§ BRIEF
The records that follow are to be repeated without alteration.

§ LISTED RECORDS
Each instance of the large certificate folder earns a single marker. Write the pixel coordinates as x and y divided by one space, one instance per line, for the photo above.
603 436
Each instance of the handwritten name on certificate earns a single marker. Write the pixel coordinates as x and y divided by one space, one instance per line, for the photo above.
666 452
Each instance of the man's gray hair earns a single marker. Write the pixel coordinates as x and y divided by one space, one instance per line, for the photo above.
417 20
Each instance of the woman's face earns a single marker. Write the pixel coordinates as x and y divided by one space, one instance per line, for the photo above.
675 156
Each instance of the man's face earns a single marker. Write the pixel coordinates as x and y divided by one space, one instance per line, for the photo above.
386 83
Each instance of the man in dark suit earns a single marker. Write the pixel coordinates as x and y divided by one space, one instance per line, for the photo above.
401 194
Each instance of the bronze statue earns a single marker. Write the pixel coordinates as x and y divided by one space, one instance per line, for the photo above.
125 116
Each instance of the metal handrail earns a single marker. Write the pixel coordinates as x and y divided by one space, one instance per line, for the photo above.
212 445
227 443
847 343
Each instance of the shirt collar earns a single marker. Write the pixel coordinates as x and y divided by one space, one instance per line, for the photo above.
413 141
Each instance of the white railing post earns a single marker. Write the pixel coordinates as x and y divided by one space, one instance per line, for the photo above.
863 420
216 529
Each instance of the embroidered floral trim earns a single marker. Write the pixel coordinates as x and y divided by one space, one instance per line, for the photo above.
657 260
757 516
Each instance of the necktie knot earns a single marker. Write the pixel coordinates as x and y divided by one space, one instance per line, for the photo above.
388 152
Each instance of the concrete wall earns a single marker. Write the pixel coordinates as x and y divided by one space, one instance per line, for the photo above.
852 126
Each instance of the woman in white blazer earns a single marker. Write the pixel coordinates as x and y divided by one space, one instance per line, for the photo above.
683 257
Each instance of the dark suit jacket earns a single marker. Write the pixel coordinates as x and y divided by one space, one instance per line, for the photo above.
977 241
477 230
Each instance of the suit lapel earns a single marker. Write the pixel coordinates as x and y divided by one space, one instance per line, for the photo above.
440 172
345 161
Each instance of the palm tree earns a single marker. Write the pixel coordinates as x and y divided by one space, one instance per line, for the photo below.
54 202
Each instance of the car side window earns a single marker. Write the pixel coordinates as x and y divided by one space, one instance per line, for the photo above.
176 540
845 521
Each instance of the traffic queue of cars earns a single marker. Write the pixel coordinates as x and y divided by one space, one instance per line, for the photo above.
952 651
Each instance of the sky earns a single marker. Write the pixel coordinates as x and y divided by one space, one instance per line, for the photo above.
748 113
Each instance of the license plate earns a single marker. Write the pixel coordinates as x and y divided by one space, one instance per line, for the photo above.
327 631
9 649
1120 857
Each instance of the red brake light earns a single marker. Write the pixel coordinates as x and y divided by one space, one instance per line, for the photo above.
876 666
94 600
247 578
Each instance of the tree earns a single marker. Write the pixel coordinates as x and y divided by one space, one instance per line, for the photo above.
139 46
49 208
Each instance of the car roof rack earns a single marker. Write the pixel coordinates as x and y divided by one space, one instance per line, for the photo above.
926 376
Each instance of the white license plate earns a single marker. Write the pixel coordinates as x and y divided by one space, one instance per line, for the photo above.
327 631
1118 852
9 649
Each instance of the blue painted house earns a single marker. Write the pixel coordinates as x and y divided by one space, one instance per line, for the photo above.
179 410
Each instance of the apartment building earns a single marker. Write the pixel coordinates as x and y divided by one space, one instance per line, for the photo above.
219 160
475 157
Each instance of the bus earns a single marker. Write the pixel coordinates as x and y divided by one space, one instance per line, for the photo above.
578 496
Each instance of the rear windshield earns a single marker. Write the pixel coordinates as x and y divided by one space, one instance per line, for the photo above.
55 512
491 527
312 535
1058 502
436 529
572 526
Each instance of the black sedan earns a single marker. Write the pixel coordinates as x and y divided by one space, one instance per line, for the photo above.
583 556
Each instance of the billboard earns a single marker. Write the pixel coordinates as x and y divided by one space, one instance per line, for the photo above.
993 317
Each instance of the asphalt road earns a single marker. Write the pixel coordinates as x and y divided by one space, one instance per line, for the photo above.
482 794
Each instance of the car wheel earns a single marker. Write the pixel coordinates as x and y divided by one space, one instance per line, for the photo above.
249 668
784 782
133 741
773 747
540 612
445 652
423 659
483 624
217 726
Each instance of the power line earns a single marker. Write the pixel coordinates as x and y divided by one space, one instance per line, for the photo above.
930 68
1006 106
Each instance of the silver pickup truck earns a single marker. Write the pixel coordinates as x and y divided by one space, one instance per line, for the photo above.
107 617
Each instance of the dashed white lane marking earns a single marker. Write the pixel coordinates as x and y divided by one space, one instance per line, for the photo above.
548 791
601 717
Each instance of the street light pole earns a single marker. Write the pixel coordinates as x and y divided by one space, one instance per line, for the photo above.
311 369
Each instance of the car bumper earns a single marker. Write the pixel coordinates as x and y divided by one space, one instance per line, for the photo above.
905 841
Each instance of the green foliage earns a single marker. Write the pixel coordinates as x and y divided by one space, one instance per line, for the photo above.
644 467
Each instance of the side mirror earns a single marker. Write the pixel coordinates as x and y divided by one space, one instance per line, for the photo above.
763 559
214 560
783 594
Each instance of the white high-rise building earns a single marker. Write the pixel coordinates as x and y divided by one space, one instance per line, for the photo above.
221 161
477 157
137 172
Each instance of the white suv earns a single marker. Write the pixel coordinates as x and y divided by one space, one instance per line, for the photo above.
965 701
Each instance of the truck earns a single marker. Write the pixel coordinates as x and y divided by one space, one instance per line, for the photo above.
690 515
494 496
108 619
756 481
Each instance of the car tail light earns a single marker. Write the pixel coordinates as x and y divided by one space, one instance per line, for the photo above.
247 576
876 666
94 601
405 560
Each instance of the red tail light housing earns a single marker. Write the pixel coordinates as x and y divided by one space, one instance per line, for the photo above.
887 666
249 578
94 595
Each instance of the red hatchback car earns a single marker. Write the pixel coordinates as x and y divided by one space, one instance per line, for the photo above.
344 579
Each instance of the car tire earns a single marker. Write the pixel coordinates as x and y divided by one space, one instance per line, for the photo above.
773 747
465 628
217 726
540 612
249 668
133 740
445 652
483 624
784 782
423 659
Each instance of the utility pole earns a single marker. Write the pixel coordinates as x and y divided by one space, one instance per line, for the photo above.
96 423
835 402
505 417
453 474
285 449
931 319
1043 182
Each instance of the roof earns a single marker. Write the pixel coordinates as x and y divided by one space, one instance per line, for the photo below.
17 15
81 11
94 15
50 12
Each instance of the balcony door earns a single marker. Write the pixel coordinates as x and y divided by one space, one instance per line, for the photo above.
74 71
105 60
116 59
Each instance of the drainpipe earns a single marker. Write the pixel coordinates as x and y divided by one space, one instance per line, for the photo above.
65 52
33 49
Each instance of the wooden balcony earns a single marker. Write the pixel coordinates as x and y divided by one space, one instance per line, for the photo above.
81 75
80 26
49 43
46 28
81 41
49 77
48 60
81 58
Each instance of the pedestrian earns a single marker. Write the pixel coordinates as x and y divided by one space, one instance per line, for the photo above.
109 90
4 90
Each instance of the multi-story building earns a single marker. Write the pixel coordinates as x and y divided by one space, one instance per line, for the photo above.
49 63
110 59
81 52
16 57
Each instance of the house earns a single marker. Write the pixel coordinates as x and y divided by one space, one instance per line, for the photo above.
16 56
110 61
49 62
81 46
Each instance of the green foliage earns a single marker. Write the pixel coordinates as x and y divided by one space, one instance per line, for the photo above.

§ EXERCISE OUTPUT
Each instance of the large certificate folder earns a single marker. Write the pixel coordinates as x and y divided by one space, one instance per line, for the photo above.
603 436
Each instance of the handwritten name on certificate earns a single marker. Write the pixel coordinates as x and y divided by one space, one instance per line, for the photo above.
666 452
Each instance of the man's gray hair earns a single marker. Write the pixel coordinates as x and y divided by one space, one instance per line, for the photo above.
417 20
Each instance of the woman's face earns a single marker. Write the pixel coordinates as x and y divided by one space, one instance per line, for the photo above.
675 156
Each instance of the man's face earns a single marker. Write the pixel coordinates as x and y divided by one space, one instance per line, for the photo above.
386 83
Each instance of the man in dark suit earns a single marker. Write the pixel coordinates as x and y divided by one space, one instance per line, for the photo above.
401 194
Each instance of the bronze statue earns a single marker. Write the pixel coordinates as x and y divided by one space, one instance per line, for the photo above.
125 116
Each instance of the metal handrail earns a single marker. Write the pixel coordinates as x and y divided by one space, one instance per line, for the photo above.
212 445
227 443
847 343
Each instance of the shirt collar earns a single marker. Write the pixel coordinates as x and y divided by one space, one instance per line, for the photo above.
413 141
Each instance of the white railing post earns a single marker. Write the pixel coordinates as x and y divided by one space, one instance per line, for the photo above.
863 420
216 529
Each instance of the embroidered floral trim earns a single marker. Write the pixel coordinates as x and y divided by one space, one instance per line, for the photo above.
657 260
757 516
Each instance of the necktie knot earns a single marker. Write the pixel coordinates as x and y divided by one space, one instance per line, for the photo above.
388 152
Each instance of the concrete wall earns a single marker. Write the pixel coordinates as x and y divided by one space, one instance per line, for the photo above.
852 126
Each instance of the woman in white blazer earns a single marker. Write the pixel coordinates as x and y divided by one space, one instance per line, for the photo above.
683 257
Each instance of the dark suit jacket earns a single marker. Write the pixel coordinates as x and y divided by one space, one instance per line, for the photo above.
977 241
477 230
Each instance of the suit lapel earns a single marker. Write the pixel coordinates as x and y divided by one space, one instance per line, for the photo above.
440 172
345 161
Each instance of the palm tree earns a single marker. Write the pixel coordinates as x and y divided by one space, one instance per line, for the photo below.
54 202
Each instance of the car side window earns a single marker. Write the pixel coordinates as x and y divided by one space, one instance per line, for the photo above.
176 540
845 521
Each instance of the traffic queue of cars earns a single marker. Write the pixel coordinates as x and y divided by one space, one instance per line, for the photo above.
952 651
Each instance of the sky earns a single marker. Write the pixel coordinates as x and y divided by one space, one instance per line, for the photo above.
748 113
Each instance of the license plate earns a single marker. Write the pixel coordinates as x and y divided by one space, one instance per line, for the photo above.
327 631
9 649
1120 857
Each instance of the red brake light earns a single marker. Write the pixel coordinates as x and y divided by one space, one instance per line, for the photo above.
876 666
94 600
247 578
Each instance of the tree earns a single marker. Write the pixel coordinates as x and y divided by one space, one instance per line, for the photo above.
139 46
49 208
Each instance of the car roof rack earns a single marker. Write the pixel coordinates as x and y divided by one space, one instance per line, for the photo above.
926 376
Each instance of the white license plate earns a single marker. Write the pixel coordinates as x and y divided by one space, one instance per line, for the photo above.
327 631
1118 852
9 649
Each instance of the blue painted house earns a single marker. Write the pixel coordinates as x and y divided by one space, one instance per line, for the photo above.
179 410
Each instance of the apartment building earns a single marker. Write the pixel coordinates as x and y divided by one space, one instance per line, for the photo above.
219 160
475 157
Each instance of the bus earns a single marker. Write the pixel coordinates as x and y divided by one space, one instance per line, for the photo above.
578 496
Each instance of the rear windshield earns a single marker. Write the pixel coordinates as x and y divided by one space, one instance per line, for the photo above.
55 512
491 527
312 535
1058 502
436 529
572 526
Each instance of the black sedan earns a single marker. Write the pixel coordinates as x and y divided by one space, one instance per line, for the photo above.
583 556
Each instance of the billboard earns a single marker. Write the pixel coordinates as x and y divided by one space, one instance per line, for the photo above.
993 317
Each instance of the asphalt road earns a single marker. Write the pixel coordinates as x and y divided by one space, one instance per line, for the photo above.
482 794
Each instance of the car wheel earns a single marker. Write the pixel coordinates as x and y divided by one space, one instance per line, for the photo above.
249 668
784 782
133 741
773 747
540 612
445 652
423 659
483 624
217 726
Each instance of the power line earns a single marker. Write the pixel coordinates as x and y divided by one space, one instance per line, for the photo above.
930 68
1006 106
Each instance of the silver pickup truck earns a single marker. Write the pixel coordinates as x and y divided by one space, one instance per line, for the photo above.
107 617
Each instance of the dashed white lane marking earns a single marker. Write the pixel coordinates as x and y divided by one space, one instance per line, for the photo above.
548 791
601 717
Each instance of the street light pole earns a single marker. Write the pixel coordinates as x and y divided by one space, one instance per line, for the photo above.
311 369
Each instance of the car bumper earns a single marker. Write the pixel coordinates as x and y divided by one space, one instance per line, for the photo above.
905 841
Each instance of the green foliage earns a single marker. Write the pixel coordinates as x and y divided by one space, one instance per line, for the photo above.
644 467
Each instance of the side mirror earns a single marker. Write the pixel coordinates as x and y divided by one space, one instance per line, for the photo above.
763 559
214 560
783 594
Each instance of the white high-rise building earns a single marker. Write the pixel coordinates as x and y divided by one space, one instance per line, for the photo above.
221 161
477 157
137 172
Each instance of the white suv earns a single marker. Write the pixel coordinates as x and y divided by one space, one instance per line, for the photo above.
965 701
Each instance of the truck earns a single marker. Write the pixel coordinates as x and y divided by one space, one instance per line, for the photo above.
690 515
494 496
108 619
756 481
Each instance of the car tail light earns a single marker. Write the pixel coordinates as x and y divided by one space, one instance per line, for the photo above.
247 576
876 666
94 601
405 560
Each instance of the red tail light housing earns a single marker. Write the pixel coordinates as x and y divided by one space, one instance per line, for the photo above.
887 666
249 578
94 595
Each instance of the red hatchback car earns a single marker. Write the pixel coordinates as x and y divided by one space, one instance per line, for the photo above.
344 579
Each instance of the car tire earns a single marker. Write the pixel coordinates as x and y divided by one space, one instance per line, for the photo above.
773 747
465 628
217 726
540 612
249 668
133 740
445 652
483 624
784 782
423 659
Each instance of the utility pole earns a single marker. Write the pixel coordinates as x and y divided by one space, one instance per line, for the photo above.
96 423
835 402
505 417
453 474
285 449
931 319
1043 182
Each instance of the roof earns a single marker. Write the pixel coordinates as x and y divided by one space, one instance per line, for the photo below.
17 15
81 11
94 15
50 12
Each instance of the balcony door earns a single marker. Write the pixel coordinates as x and y divided by one space, one instance per line, for the photo above.
74 71
105 60
116 59
Each instance of the drainpipe earns a single marker. Write the pixel coordinates as x and y divided by one space, one instance per line, for the photo above.
65 52
33 49
Each instance of the wooden balcony earns a single marker. Write the pixel coordinates as x and y divided by one space, one instance per line, for the photo above.
81 75
80 26
49 43
46 28
81 41
49 77
48 60
81 58
Each instance of the pedestrian earns a single marker. Write the pixel coordinates as x and y divided by one space, one instance per line, for the photo above.
109 90
4 90
Each instance of the multi-story building earns a single marker. Write the pixel coordinates as x and y divided by one space, one instance per line, for the photo above.
49 63
110 59
81 52
16 57
Each instance of the house earns a single marker. Write the pixel coordinates as x and y divided by one space, one instance per line, for the photo above.
16 56
110 61
49 62
81 46
Each instance of the green foliage earns a single marker. Write the pixel coordinates as x and y divided by one space, one instance per line, for the photo above.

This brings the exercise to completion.